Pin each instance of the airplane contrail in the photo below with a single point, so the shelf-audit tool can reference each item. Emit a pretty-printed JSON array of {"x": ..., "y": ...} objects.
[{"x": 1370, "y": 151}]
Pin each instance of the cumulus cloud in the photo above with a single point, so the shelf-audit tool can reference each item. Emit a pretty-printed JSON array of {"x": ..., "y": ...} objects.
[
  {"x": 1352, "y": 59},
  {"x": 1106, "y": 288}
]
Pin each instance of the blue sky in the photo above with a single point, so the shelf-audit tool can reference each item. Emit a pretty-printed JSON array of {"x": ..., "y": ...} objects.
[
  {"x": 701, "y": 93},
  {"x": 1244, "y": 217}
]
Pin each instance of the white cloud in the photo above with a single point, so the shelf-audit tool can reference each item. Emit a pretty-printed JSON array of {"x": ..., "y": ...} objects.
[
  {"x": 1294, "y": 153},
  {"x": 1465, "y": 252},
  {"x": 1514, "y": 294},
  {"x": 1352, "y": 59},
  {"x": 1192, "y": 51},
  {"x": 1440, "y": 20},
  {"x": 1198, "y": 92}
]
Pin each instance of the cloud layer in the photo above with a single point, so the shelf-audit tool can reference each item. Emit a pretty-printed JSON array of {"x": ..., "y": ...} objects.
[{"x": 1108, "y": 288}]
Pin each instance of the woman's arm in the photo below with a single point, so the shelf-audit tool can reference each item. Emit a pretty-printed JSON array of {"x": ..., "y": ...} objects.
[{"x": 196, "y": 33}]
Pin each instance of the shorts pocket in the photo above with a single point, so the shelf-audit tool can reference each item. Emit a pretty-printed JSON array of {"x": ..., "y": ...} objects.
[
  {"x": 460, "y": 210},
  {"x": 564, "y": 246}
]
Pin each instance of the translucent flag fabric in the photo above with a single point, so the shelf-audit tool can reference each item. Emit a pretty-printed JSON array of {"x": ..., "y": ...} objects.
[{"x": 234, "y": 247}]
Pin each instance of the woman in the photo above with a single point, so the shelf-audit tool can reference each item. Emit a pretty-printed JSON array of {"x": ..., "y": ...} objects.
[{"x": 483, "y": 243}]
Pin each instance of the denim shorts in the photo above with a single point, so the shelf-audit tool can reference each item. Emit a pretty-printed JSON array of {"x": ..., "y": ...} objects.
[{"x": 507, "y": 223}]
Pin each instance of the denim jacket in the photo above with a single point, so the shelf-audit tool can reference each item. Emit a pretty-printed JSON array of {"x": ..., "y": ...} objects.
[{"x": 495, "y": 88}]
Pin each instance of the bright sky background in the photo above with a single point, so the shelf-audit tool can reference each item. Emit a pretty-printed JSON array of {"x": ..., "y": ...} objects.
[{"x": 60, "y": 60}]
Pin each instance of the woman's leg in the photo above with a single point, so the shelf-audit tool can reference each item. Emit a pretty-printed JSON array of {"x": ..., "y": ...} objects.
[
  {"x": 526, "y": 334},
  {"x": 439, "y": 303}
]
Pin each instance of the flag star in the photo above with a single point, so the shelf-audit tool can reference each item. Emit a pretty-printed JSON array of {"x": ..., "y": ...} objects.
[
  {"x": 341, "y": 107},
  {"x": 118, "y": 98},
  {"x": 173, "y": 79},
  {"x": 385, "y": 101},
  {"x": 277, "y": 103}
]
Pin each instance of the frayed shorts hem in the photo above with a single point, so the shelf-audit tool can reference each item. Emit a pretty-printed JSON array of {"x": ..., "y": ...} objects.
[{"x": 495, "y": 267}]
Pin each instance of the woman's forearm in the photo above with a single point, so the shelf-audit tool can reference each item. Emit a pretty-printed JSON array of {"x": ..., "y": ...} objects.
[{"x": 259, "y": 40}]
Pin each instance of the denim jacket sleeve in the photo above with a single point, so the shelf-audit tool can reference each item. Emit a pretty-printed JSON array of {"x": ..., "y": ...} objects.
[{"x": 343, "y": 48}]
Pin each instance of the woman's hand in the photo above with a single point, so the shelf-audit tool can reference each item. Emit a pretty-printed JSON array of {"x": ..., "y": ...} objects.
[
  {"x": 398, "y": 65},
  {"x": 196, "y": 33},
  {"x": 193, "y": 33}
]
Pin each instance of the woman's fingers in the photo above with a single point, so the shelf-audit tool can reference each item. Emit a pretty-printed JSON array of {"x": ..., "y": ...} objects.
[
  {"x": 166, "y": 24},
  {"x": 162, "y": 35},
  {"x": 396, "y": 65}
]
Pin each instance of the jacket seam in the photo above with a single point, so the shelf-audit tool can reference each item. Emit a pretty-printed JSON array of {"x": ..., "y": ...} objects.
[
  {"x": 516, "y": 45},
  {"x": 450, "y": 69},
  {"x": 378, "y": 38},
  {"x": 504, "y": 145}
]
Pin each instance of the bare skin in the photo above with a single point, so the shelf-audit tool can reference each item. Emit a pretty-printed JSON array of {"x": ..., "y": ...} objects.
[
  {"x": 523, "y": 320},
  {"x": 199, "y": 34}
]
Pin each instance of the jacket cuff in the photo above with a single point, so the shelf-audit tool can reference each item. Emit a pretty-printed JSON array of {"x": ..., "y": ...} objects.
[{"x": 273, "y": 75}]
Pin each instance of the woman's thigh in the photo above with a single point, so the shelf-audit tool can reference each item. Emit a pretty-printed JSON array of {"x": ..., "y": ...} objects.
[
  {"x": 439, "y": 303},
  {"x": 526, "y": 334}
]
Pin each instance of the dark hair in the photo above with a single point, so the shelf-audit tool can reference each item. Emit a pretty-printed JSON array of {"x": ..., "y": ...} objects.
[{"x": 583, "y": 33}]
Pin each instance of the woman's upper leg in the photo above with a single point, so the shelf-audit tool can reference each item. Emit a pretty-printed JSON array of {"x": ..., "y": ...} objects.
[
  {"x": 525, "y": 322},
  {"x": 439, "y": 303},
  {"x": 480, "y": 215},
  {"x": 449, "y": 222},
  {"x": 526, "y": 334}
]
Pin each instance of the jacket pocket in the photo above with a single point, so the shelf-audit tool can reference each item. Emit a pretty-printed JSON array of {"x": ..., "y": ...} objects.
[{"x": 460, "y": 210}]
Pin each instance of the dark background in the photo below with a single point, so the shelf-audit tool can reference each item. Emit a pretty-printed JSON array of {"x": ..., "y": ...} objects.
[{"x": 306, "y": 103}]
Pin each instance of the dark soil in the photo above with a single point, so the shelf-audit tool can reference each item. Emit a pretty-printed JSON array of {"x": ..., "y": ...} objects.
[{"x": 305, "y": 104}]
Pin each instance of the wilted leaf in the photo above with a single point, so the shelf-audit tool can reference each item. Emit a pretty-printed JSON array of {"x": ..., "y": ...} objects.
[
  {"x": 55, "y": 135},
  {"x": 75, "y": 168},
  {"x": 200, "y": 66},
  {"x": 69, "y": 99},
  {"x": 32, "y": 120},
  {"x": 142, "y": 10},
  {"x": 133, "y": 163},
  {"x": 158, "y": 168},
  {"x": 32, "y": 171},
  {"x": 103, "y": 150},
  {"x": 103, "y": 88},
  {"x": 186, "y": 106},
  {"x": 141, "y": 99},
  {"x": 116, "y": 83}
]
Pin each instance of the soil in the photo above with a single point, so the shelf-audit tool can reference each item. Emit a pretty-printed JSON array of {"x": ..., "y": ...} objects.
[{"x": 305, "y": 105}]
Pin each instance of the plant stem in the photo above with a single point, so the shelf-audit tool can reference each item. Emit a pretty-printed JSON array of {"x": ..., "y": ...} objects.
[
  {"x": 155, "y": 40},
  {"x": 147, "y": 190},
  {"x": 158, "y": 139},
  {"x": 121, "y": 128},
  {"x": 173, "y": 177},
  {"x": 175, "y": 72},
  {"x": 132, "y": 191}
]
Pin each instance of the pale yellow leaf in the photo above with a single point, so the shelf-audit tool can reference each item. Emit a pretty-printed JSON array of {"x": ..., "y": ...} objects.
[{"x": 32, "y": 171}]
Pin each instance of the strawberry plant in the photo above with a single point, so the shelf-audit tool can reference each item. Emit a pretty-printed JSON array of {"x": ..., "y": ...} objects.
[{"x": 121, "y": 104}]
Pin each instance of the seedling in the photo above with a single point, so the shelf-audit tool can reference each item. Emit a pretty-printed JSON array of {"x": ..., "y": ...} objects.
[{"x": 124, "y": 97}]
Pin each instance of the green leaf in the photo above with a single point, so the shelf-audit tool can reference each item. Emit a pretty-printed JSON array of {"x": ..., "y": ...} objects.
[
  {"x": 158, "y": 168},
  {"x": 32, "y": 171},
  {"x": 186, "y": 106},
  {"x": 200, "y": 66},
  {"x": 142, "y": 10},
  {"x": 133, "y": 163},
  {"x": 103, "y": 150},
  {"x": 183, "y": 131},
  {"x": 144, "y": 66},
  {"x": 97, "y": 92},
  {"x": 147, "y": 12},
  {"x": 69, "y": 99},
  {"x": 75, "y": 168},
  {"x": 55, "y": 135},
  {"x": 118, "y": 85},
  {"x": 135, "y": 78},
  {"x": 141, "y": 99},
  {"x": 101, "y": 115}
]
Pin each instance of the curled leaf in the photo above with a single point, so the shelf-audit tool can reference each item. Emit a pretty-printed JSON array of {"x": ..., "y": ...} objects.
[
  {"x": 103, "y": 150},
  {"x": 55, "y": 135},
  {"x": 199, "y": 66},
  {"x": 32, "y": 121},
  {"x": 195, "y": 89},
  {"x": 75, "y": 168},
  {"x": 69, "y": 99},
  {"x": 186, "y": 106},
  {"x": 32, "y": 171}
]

= = =

Exercise aim
Write out exactly the lines starting with the one that holds "Pin each instance of the seedling" and running through the last line above.

Full solution
Pin each instance of the seedling in the photo above with a single point, so the shelf-audit tool can reference each item. Emit a pretty-printed JSON array of {"x": ..., "y": ...} objects.
[{"x": 124, "y": 97}]
Pin each instance of the green leaf in the photo above with a single point, so the shelf-audit tool can reference each item. Emit a pretty-printed JSON array of {"x": ..., "y": ...} objects.
[
  {"x": 158, "y": 168},
  {"x": 32, "y": 171},
  {"x": 186, "y": 106},
  {"x": 200, "y": 66},
  {"x": 142, "y": 10},
  {"x": 133, "y": 163},
  {"x": 103, "y": 150},
  {"x": 183, "y": 131},
  {"x": 144, "y": 66},
  {"x": 97, "y": 92},
  {"x": 147, "y": 12},
  {"x": 69, "y": 99},
  {"x": 75, "y": 168},
  {"x": 55, "y": 135},
  {"x": 118, "y": 85},
  {"x": 135, "y": 78},
  {"x": 141, "y": 99},
  {"x": 101, "y": 115}
]
Pin each instance of the curled leaf in the photo above with a single point, so the shelf-audit tool can reference each item. Emit a pretty-printed JSON array of {"x": ..., "y": ...} objects.
[
  {"x": 103, "y": 150},
  {"x": 55, "y": 135},
  {"x": 199, "y": 66},
  {"x": 32, "y": 121},
  {"x": 195, "y": 89},
  {"x": 75, "y": 168},
  {"x": 69, "y": 99},
  {"x": 186, "y": 106},
  {"x": 32, "y": 171}
]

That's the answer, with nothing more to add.